Go through the listing beneath and show each line containing the string "dark".

################

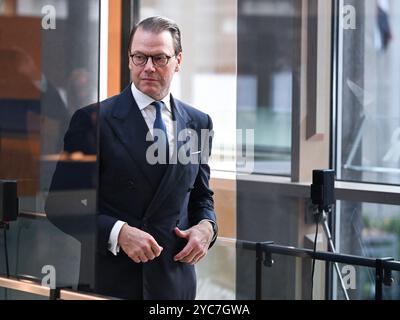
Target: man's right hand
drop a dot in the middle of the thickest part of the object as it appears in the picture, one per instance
(137, 244)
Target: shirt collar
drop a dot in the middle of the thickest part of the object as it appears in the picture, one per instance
(144, 100)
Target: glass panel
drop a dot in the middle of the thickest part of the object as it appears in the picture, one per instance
(49, 68)
(264, 215)
(370, 230)
(266, 43)
(368, 127)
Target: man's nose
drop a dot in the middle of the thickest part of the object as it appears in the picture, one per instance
(149, 66)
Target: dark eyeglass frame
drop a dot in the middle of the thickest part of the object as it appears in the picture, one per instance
(157, 64)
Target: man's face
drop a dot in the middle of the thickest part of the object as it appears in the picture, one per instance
(152, 80)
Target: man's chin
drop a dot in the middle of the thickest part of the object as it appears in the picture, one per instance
(151, 92)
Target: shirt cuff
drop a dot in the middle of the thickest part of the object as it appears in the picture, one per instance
(113, 239)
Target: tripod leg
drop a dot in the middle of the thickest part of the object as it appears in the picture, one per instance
(332, 247)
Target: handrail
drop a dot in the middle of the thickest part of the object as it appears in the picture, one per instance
(29, 286)
(382, 266)
(25, 286)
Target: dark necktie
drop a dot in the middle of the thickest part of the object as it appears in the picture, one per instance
(159, 124)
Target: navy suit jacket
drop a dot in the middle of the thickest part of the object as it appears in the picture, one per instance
(154, 198)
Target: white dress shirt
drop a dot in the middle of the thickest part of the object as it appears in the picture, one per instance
(149, 114)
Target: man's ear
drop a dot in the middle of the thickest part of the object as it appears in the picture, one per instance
(179, 60)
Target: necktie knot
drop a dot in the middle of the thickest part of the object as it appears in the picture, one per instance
(158, 105)
(160, 125)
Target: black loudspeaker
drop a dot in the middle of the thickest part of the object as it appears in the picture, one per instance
(323, 188)
(8, 200)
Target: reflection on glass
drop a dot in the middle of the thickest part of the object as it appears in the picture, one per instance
(368, 128)
(46, 74)
(370, 230)
(266, 42)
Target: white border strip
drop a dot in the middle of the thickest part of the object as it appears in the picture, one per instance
(103, 94)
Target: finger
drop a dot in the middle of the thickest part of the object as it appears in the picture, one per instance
(185, 252)
(156, 248)
(189, 258)
(135, 259)
(198, 257)
(181, 234)
(143, 257)
(149, 253)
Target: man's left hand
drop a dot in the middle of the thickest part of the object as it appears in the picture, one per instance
(199, 238)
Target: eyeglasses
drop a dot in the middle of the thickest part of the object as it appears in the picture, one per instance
(160, 60)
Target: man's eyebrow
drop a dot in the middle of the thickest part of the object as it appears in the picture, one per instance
(153, 55)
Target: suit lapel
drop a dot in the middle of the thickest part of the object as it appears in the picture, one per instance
(174, 171)
(130, 127)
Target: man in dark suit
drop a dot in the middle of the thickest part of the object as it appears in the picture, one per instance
(156, 218)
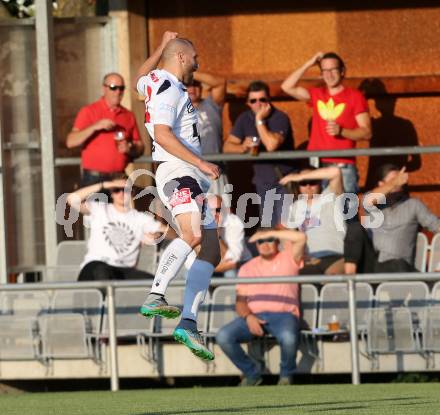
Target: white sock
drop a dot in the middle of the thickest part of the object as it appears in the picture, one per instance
(169, 264)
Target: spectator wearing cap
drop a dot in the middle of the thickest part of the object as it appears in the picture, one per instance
(267, 308)
(107, 134)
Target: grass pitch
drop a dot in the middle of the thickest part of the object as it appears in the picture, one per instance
(374, 399)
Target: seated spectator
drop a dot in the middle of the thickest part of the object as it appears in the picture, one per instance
(271, 127)
(233, 247)
(107, 134)
(319, 214)
(116, 234)
(267, 308)
(209, 116)
(394, 242)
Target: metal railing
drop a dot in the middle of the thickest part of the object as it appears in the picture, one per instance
(351, 281)
(288, 155)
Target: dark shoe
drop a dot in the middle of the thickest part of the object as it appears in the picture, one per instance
(251, 381)
(156, 305)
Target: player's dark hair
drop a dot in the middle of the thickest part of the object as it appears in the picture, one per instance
(256, 86)
(333, 55)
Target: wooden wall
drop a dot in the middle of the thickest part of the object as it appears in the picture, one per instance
(266, 40)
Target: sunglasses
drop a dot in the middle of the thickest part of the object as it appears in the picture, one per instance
(262, 241)
(115, 87)
(254, 100)
(309, 182)
(116, 189)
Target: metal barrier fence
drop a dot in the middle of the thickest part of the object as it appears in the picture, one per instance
(349, 280)
(289, 155)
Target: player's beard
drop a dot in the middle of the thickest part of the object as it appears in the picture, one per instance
(188, 78)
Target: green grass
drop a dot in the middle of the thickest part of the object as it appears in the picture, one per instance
(374, 399)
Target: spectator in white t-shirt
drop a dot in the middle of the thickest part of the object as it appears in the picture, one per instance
(116, 232)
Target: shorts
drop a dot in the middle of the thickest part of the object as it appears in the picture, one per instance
(182, 188)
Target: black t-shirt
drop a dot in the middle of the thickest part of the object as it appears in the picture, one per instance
(277, 122)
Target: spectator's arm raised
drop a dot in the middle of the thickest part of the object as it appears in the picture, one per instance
(290, 85)
(332, 174)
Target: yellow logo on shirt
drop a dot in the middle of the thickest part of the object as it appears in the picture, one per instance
(328, 111)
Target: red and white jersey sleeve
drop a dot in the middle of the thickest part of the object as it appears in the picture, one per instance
(167, 103)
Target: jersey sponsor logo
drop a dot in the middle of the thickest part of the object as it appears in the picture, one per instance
(190, 107)
(180, 197)
(154, 77)
(166, 84)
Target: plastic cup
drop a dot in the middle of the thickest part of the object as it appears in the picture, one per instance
(255, 149)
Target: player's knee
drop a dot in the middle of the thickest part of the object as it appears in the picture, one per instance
(210, 253)
(191, 239)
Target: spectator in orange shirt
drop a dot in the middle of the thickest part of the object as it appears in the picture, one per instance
(267, 308)
(107, 133)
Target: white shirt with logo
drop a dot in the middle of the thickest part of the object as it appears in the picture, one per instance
(167, 102)
(116, 237)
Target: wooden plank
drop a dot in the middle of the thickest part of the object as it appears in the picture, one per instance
(372, 87)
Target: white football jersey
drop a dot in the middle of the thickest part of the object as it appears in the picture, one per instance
(167, 102)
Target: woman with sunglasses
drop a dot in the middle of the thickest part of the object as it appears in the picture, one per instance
(116, 231)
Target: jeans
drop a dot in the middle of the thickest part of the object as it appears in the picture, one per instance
(283, 326)
(101, 271)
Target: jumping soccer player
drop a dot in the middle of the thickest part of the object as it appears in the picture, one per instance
(182, 178)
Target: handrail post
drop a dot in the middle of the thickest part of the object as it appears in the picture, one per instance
(355, 375)
(114, 372)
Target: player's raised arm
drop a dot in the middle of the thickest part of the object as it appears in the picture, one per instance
(154, 59)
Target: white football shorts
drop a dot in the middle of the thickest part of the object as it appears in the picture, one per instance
(182, 188)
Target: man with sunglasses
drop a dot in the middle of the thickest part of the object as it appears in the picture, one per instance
(107, 134)
(182, 179)
(267, 308)
(319, 214)
(273, 128)
(340, 114)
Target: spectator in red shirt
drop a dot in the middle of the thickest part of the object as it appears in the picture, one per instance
(107, 133)
(340, 114)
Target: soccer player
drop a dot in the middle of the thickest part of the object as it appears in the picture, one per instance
(182, 178)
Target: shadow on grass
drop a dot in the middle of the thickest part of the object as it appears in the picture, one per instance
(342, 406)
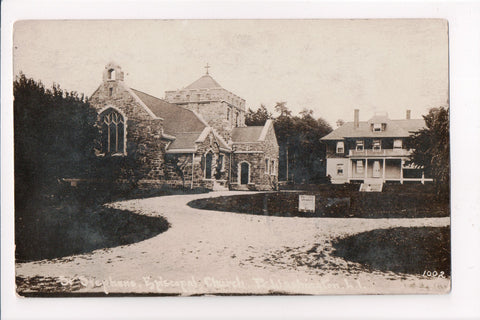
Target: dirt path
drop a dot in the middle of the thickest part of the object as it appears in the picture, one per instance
(220, 252)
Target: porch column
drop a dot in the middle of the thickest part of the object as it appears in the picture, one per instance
(193, 164)
(384, 162)
(401, 170)
(366, 169)
(350, 169)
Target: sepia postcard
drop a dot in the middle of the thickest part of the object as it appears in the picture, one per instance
(231, 157)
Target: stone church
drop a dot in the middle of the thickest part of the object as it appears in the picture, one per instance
(194, 137)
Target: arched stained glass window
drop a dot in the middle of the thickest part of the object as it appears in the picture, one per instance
(113, 132)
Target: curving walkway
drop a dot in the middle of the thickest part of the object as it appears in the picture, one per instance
(220, 252)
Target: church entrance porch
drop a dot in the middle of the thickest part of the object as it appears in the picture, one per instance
(208, 165)
(244, 173)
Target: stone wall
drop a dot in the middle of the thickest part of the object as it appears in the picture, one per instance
(262, 176)
(145, 147)
(179, 166)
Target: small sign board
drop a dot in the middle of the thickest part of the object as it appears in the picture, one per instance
(306, 203)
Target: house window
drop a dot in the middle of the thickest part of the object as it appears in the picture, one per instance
(113, 132)
(359, 145)
(360, 166)
(397, 143)
(340, 147)
(340, 169)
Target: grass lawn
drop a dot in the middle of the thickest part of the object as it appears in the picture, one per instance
(59, 232)
(340, 203)
(71, 220)
(424, 250)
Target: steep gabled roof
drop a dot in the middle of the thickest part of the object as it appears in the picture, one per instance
(205, 82)
(184, 141)
(246, 134)
(176, 118)
(394, 128)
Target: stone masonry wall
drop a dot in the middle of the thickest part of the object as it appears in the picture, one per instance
(144, 142)
(260, 177)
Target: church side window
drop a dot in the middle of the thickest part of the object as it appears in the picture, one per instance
(111, 74)
(397, 144)
(113, 132)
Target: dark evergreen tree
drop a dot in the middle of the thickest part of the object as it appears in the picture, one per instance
(54, 135)
(431, 149)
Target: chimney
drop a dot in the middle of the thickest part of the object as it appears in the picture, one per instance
(356, 118)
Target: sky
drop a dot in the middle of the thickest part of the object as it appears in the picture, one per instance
(329, 66)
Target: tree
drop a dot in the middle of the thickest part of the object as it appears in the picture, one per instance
(257, 118)
(301, 153)
(431, 149)
(54, 134)
(281, 107)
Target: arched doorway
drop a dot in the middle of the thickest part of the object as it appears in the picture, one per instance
(244, 173)
(208, 165)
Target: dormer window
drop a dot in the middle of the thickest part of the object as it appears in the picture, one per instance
(340, 147)
(397, 143)
(359, 145)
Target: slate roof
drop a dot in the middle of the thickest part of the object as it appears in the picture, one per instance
(395, 128)
(246, 134)
(176, 118)
(205, 82)
(184, 140)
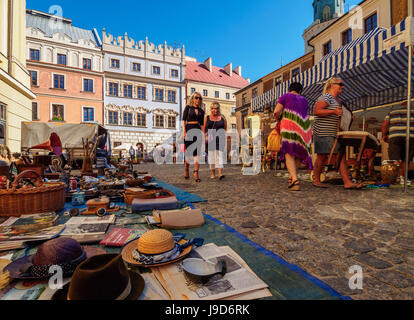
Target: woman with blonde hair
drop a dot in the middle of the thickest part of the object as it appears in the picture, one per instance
(296, 132)
(328, 111)
(193, 119)
(216, 126)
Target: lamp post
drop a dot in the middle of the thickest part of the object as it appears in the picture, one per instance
(410, 60)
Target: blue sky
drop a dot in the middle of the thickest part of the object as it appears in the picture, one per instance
(255, 34)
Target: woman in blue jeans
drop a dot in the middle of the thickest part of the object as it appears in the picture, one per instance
(328, 111)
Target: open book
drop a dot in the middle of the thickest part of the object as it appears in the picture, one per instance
(238, 283)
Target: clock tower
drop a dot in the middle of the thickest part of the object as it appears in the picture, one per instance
(325, 12)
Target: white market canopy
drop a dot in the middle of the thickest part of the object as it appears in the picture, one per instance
(374, 69)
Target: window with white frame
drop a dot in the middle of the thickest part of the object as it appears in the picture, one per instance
(58, 112)
(112, 117)
(156, 70)
(127, 119)
(2, 123)
(254, 92)
(113, 89)
(87, 64)
(127, 90)
(35, 111)
(35, 54)
(88, 114)
(172, 122)
(159, 121)
(136, 67)
(88, 85)
(141, 120)
(115, 64)
(278, 81)
(174, 73)
(34, 80)
(159, 94)
(61, 59)
(2, 112)
(295, 72)
(172, 95)
(141, 93)
(58, 81)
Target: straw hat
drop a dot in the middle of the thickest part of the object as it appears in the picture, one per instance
(102, 277)
(64, 252)
(153, 243)
(4, 276)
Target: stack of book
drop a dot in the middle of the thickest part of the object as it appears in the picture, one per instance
(239, 283)
(88, 229)
(17, 232)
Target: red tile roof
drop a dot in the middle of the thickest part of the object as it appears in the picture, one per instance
(197, 71)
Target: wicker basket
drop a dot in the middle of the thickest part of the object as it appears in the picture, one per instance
(39, 168)
(135, 182)
(4, 171)
(129, 197)
(45, 197)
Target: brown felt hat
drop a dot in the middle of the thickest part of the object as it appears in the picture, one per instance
(102, 277)
(153, 242)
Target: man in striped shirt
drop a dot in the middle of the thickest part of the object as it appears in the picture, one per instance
(394, 131)
(328, 111)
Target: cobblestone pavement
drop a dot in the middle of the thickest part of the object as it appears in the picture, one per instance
(324, 231)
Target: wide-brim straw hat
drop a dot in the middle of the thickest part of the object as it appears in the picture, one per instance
(4, 276)
(18, 269)
(102, 277)
(153, 242)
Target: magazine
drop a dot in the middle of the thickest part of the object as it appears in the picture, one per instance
(30, 222)
(40, 234)
(91, 220)
(85, 229)
(118, 237)
(238, 283)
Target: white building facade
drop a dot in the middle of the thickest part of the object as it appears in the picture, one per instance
(144, 90)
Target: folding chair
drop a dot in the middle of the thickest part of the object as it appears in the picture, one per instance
(357, 139)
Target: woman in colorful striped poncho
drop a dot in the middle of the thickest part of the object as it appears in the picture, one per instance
(296, 132)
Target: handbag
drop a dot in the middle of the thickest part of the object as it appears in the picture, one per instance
(210, 137)
(274, 141)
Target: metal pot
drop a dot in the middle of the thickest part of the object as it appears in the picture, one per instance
(202, 271)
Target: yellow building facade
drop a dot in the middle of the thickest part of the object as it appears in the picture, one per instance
(15, 93)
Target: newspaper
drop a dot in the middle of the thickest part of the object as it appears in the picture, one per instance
(238, 280)
(153, 289)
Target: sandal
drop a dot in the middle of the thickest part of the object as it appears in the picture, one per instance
(196, 177)
(320, 186)
(294, 186)
(355, 187)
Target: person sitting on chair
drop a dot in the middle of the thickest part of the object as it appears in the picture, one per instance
(328, 111)
(394, 131)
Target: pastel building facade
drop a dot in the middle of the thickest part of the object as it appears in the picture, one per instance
(216, 84)
(144, 90)
(66, 70)
(15, 93)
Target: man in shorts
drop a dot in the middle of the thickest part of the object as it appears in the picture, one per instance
(394, 131)
(328, 111)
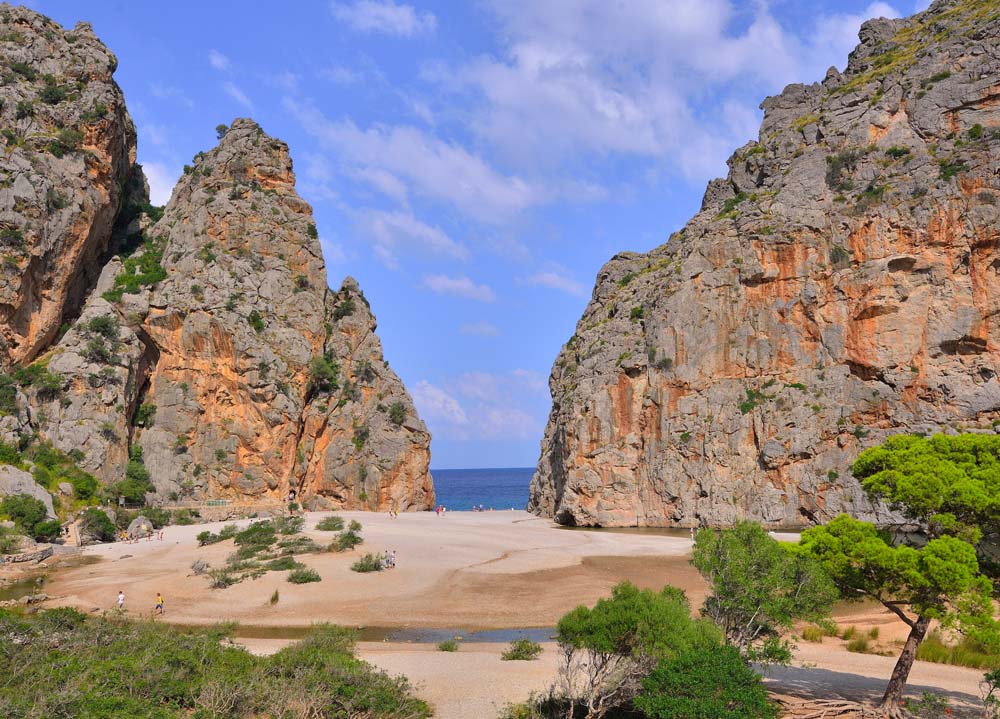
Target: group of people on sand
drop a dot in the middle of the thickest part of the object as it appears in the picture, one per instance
(389, 560)
(135, 540)
(158, 609)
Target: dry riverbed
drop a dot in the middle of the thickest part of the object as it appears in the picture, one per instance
(464, 571)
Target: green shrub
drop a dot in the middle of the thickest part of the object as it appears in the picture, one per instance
(330, 524)
(344, 309)
(859, 644)
(97, 523)
(71, 666)
(282, 564)
(521, 650)
(949, 169)
(812, 633)
(346, 541)
(258, 534)
(705, 683)
(24, 70)
(65, 142)
(46, 530)
(303, 575)
(139, 270)
(839, 166)
(10, 541)
(368, 563)
(24, 510)
(47, 384)
(144, 415)
(255, 321)
(52, 94)
(288, 525)
(323, 373)
(360, 436)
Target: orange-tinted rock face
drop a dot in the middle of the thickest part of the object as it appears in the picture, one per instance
(266, 381)
(63, 166)
(214, 358)
(839, 286)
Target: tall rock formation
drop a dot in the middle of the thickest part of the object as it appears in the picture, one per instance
(70, 149)
(208, 359)
(839, 286)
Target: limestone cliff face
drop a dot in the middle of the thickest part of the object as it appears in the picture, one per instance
(263, 380)
(70, 148)
(208, 358)
(839, 286)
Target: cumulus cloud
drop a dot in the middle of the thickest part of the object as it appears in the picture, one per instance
(237, 94)
(556, 278)
(169, 92)
(384, 16)
(161, 181)
(459, 287)
(392, 232)
(339, 75)
(217, 60)
(427, 165)
(480, 329)
(578, 79)
(437, 406)
(485, 406)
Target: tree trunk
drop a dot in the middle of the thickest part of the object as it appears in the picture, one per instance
(893, 697)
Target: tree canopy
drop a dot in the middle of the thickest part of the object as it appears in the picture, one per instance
(948, 484)
(759, 588)
(948, 487)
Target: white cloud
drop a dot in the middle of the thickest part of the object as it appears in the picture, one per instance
(161, 181)
(480, 329)
(237, 94)
(556, 278)
(435, 405)
(459, 287)
(483, 405)
(217, 60)
(578, 80)
(393, 231)
(168, 92)
(384, 16)
(154, 134)
(339, 75)
(429, 166)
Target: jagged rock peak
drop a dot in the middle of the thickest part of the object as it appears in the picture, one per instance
(70, 148)
(838, 286)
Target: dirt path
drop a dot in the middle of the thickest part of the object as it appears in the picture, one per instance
(468, 571)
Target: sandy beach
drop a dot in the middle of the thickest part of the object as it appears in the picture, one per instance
(462, 572)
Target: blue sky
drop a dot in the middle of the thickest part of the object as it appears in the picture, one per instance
(473, 164)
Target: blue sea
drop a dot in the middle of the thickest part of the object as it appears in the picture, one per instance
(463, 489)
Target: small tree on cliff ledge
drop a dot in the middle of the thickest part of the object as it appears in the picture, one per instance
(950, 486)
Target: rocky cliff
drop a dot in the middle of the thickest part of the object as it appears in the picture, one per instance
(208, 358)
(840, 285)
(69, 151)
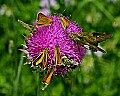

################

SOLUTION FOR THIS TASK ::
Target: dark eyeglass frame
Target: dark necktie
Target: man in dark suit
Target: dark shoe
Target: player's dark hair
Target: dark evergreen tree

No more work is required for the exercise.